Źródło »
* * * * *
Wszystkie powyższe punkty, jak i inne rozmowy na temat tego, że czasy coraz trudniejsze utwierdziły mnie mocno w przekonaniu, że jeszcze nigdy nie potrzebowałam aż tak bardzo przyjść bliżej do Pana. Że skończył się czas ściem i ukrywania słabej relacji z Bogiem wielością barwnej aktywności dla Niego. Że nadchodzi czas takich fałszywych proroków i fałszywych mesjaszy, że na logikę człowiek nie odróżni kto jest kto. Że potrzeba nam duchowego rozeznania i duchowej, a nie duszewnej mocy bardziej niż kiedykolwiek wcześniej... I właśnie dlatego Gotta Get Closer to God robi się coraz bardziej priorytetowe. Zawsze było na pierwszym miejscu, teraz jednak to pierwsze miejsce robi się coraz ogromniejsze... ;)
* * * * *
Dane źródłowe »
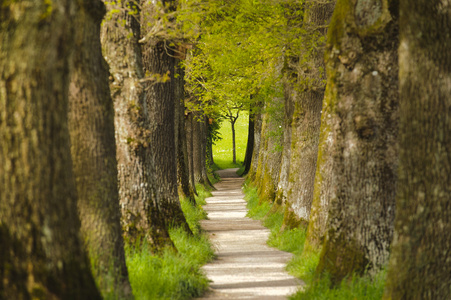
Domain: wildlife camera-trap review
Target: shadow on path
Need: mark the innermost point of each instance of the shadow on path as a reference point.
(245, 267)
* * * * *
Treść zadania 1 » Przepisz cały fragment tekstu o relacji z Bogiem od słów „Wszystkie powyższe punkty, jak” aż po słowa „coraz ogromniejsze... ;)”, zamieniając każde wystąpienie „fałszywych” na „zwodniczych”.
Treść zadania 2 » Wymień wszystkie przekonania, w których według tekstu o relacji z Bogiem utwierdziły piszącego powyższe punkty i rozmowy o coraz trudniejszych czasach.

Gotowa odpowiedź 1 »
Wszystkie powyższe punkty, jak i inne rozmowy na temat tego, że czasy coraz trudniejsze utwierdziły mnie mocno w przekonaniu, że jeszcze nigdy nie potrzebowałam aż tak bardzo przyjść bliżej do Pana. Że skończył się czas ściem i ukrywania słabej relacji z Bogiem wielością barwnej aktywności dla Niego. Że nadchodzi czas takich zwodniczych proroków i zwodniczych mesjaszy, że na logikę człowiek nie odróżni kto jest kto. Że potrzeba nam duchowego rozeznania i duchowej, a nie duszewnej mocy bardziej niż kiedykolwiek wcześniej... I właśnie dlatego Gotta Get Closer to God robi się coraz bardziej priorytetowe. Zawsze było na pierwszym miejscu, teraz jednak to pierwsze miejsce robi się coraz ogromniejsze... ;)

Gotowa odpowiedź 2 »
1. Jeszcze nigdy nie było aż tak wielkiej potrzeby, by przyjść bliżej do Pana.
2. Skończył się czas ściem i ukrywania słabej relacji z Bogiem wielością barwnej aktywności dla Niego.
3. Nadchodzi czas takich fałszywych proroków i fałszywych mesjaszy, że na logikę człowiek nie odróżni, kto jest kto.
4. Bardziej niż kiedykolwiek wcześniej potrzeba duchowego rozeznania i duchowej, a nie duszewnej mocy.